* Requirement *
The answer should be each line from the entries below that has the word "blue" in it.

━━━━━━━━━━━━━━━━━━━━

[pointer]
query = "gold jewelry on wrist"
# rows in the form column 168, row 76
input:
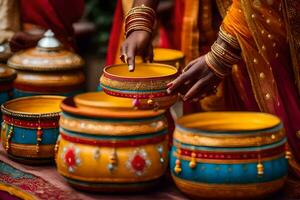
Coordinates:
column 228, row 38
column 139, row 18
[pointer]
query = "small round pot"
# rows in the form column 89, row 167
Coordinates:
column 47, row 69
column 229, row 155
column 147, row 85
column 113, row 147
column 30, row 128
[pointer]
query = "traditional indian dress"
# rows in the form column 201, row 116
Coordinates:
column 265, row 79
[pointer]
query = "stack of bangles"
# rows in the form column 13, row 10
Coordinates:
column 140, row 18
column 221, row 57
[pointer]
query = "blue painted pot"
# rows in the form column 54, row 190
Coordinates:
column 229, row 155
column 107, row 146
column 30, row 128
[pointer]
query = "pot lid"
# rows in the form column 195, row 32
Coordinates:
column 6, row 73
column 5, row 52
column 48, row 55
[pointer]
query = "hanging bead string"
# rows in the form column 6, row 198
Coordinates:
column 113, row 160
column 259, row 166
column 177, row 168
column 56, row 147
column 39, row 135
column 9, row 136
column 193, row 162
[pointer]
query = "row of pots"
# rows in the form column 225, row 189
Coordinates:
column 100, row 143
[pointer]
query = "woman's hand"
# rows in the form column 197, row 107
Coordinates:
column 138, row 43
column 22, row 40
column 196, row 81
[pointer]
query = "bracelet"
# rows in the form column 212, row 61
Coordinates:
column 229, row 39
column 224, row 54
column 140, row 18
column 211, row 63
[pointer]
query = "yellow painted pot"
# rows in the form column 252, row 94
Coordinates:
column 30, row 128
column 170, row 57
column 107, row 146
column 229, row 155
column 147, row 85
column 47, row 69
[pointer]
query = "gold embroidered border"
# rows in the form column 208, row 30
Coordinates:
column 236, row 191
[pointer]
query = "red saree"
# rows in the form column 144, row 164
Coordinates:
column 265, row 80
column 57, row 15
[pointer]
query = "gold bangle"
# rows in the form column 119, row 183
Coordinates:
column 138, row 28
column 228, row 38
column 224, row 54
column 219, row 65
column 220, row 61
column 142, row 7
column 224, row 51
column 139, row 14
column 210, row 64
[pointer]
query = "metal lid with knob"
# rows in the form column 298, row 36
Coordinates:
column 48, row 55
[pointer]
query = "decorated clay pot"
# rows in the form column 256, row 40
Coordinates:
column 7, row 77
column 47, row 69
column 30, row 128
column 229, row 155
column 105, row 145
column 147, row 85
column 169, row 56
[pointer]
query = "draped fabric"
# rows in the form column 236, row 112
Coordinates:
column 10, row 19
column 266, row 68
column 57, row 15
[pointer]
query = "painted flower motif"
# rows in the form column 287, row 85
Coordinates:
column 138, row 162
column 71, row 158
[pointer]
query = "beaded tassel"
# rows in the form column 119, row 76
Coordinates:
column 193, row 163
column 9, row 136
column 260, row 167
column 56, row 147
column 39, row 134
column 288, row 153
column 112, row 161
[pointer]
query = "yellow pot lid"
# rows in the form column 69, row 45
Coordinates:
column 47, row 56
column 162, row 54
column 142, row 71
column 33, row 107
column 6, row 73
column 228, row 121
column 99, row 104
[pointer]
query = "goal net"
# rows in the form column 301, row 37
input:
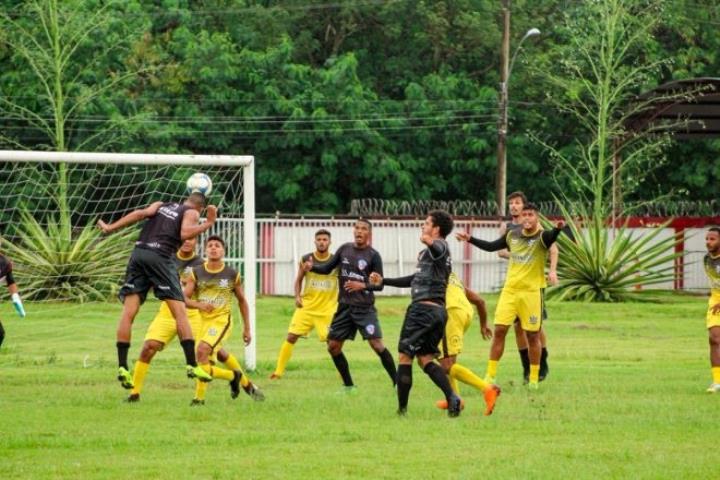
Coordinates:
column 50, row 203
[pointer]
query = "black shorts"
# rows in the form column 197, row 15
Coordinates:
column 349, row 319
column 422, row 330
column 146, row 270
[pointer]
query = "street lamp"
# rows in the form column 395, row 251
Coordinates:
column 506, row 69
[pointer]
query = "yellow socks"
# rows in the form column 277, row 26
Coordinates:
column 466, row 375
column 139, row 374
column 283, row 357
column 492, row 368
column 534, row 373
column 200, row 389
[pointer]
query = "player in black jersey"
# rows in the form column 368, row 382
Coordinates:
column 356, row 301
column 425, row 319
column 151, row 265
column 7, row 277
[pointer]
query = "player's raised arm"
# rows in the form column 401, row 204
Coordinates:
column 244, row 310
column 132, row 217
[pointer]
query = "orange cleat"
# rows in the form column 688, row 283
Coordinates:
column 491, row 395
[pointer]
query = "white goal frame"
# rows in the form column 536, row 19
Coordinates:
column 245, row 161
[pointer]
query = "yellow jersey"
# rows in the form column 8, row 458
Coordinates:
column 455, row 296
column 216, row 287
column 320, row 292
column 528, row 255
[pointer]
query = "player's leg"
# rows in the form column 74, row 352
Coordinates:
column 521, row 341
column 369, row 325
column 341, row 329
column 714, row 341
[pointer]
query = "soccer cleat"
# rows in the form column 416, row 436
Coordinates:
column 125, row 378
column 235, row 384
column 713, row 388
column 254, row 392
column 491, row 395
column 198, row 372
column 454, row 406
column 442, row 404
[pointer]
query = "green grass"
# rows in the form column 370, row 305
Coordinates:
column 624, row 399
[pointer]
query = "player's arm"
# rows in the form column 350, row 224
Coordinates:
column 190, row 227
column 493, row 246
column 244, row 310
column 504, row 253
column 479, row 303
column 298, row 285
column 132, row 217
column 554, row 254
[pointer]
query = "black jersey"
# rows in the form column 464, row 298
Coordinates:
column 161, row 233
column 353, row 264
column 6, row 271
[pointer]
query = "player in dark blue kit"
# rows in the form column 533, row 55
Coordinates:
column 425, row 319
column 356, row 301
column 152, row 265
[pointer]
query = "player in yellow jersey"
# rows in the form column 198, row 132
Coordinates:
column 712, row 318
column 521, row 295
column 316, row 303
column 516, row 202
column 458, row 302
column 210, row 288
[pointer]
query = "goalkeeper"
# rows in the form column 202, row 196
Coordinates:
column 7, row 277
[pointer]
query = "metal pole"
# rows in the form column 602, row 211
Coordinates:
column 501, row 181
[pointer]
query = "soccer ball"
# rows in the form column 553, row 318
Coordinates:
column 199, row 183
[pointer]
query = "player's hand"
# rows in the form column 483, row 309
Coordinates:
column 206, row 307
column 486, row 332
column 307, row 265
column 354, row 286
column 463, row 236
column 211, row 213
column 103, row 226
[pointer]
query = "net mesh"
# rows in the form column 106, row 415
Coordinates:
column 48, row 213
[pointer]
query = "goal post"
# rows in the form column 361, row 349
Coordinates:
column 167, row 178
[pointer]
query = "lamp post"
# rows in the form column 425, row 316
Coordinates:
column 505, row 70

━━━━━━━━━━━━━━━━━━━━

* Expected answer *
query = "blue painted pot"
query = "player in dark blue kit"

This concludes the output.